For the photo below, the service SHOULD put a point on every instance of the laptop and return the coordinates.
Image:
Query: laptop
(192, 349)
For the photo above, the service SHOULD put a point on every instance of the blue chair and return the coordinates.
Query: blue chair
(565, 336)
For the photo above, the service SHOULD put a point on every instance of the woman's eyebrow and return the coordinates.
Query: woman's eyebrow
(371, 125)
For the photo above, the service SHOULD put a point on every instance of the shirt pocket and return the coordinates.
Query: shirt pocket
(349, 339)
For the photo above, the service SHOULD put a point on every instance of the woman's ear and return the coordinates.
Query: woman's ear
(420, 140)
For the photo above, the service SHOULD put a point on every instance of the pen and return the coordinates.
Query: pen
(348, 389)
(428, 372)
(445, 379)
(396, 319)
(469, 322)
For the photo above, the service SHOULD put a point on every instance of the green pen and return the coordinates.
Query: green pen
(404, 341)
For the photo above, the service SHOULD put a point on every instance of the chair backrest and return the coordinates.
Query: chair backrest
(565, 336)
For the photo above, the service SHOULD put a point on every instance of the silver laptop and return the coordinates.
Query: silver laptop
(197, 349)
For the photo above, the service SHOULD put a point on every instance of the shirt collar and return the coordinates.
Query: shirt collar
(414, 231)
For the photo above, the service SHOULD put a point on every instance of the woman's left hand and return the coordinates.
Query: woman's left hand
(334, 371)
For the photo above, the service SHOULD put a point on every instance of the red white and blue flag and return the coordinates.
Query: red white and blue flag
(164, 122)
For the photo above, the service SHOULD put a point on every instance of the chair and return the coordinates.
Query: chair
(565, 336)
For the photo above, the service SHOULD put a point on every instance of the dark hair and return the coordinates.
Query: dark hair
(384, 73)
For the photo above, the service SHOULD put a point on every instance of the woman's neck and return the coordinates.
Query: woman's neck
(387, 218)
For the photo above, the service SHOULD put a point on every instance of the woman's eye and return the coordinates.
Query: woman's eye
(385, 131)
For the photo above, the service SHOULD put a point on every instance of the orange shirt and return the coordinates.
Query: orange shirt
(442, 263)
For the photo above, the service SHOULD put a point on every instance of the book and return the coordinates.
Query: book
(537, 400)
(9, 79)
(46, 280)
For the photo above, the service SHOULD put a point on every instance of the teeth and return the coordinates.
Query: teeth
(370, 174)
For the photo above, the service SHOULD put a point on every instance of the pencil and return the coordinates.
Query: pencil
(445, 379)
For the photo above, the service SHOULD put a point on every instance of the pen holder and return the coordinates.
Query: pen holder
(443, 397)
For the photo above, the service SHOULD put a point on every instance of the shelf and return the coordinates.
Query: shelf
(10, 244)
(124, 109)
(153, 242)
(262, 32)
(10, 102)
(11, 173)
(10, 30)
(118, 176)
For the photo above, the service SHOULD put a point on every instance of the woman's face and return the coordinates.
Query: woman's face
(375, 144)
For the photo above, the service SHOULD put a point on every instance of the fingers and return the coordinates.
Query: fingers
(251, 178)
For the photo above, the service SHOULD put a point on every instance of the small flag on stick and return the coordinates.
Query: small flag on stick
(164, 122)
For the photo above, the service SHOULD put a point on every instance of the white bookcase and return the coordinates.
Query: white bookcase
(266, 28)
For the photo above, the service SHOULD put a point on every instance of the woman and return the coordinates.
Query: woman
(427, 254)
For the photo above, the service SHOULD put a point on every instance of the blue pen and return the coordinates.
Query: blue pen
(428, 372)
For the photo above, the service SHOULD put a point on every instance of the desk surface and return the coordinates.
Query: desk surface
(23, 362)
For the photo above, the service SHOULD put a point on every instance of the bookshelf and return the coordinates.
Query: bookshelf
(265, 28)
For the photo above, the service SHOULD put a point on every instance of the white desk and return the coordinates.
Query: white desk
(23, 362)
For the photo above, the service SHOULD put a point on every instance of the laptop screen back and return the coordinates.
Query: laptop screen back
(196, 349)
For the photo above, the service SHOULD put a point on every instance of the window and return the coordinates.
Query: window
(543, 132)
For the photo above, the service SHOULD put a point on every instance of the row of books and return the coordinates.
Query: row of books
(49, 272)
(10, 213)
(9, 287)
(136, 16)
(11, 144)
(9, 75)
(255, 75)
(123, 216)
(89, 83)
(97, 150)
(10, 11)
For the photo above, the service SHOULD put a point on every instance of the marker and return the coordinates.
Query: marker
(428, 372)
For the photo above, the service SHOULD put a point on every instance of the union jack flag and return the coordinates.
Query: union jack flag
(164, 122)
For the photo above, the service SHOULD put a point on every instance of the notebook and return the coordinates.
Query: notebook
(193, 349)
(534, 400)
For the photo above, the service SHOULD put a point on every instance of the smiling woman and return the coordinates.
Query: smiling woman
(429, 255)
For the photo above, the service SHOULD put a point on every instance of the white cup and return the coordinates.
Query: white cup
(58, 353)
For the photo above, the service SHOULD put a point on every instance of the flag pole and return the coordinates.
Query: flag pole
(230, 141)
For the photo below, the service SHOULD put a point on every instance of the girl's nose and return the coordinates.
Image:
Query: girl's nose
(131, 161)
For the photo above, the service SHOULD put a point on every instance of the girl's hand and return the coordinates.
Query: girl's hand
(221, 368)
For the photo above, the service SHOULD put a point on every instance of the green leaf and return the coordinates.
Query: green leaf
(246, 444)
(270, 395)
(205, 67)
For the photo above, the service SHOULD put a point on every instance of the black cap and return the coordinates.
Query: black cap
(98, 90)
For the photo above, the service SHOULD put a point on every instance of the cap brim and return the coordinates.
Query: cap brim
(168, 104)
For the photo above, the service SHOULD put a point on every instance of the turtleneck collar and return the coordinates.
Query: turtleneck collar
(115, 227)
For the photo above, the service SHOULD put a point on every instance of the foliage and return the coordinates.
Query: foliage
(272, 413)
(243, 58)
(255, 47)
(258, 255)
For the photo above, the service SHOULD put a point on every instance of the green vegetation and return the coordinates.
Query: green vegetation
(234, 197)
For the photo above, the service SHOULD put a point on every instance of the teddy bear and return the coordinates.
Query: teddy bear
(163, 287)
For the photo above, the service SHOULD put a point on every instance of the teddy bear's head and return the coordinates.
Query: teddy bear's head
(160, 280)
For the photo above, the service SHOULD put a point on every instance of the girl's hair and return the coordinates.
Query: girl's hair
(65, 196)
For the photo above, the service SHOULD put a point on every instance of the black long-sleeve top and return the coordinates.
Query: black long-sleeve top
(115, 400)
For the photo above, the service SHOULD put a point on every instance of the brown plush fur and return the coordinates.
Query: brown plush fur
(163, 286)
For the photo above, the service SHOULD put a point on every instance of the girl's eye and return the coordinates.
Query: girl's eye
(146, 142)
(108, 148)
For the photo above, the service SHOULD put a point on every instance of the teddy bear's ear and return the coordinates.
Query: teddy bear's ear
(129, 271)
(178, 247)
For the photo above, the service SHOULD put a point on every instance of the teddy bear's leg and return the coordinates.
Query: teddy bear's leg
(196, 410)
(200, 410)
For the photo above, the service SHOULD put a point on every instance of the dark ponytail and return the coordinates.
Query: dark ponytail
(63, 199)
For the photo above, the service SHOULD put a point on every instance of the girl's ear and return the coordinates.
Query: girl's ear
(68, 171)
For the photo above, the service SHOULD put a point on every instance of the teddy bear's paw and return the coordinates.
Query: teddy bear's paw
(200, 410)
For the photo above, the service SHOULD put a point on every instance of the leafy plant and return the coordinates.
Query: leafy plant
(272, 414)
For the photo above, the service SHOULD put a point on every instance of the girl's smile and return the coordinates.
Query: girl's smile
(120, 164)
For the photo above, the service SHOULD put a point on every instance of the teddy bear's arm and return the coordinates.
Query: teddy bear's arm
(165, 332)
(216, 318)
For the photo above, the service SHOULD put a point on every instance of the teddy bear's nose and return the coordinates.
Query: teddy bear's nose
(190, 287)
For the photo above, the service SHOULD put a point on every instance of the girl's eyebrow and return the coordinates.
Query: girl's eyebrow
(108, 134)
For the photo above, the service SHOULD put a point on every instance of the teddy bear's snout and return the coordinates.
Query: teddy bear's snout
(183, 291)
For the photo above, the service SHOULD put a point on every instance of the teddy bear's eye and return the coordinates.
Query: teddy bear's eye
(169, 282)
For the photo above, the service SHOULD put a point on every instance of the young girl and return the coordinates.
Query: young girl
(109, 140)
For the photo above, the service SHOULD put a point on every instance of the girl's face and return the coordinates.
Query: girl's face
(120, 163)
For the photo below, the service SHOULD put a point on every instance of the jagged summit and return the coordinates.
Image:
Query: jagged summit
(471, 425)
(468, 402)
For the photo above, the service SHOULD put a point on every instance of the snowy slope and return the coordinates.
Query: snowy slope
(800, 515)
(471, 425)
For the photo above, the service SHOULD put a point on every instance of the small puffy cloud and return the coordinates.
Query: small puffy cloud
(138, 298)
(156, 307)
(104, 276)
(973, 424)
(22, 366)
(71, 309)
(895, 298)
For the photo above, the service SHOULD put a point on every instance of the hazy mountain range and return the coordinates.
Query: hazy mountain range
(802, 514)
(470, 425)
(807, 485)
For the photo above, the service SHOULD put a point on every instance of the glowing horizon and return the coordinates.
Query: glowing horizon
----
◆ **Task statement**: Return each line of the data that contains the string "glowing".

◆ **Exercise answer**:
For the photo above, the service SHOULD put a point on every instance of the glowing horizon and return the coordinates.
Query: glowing horizon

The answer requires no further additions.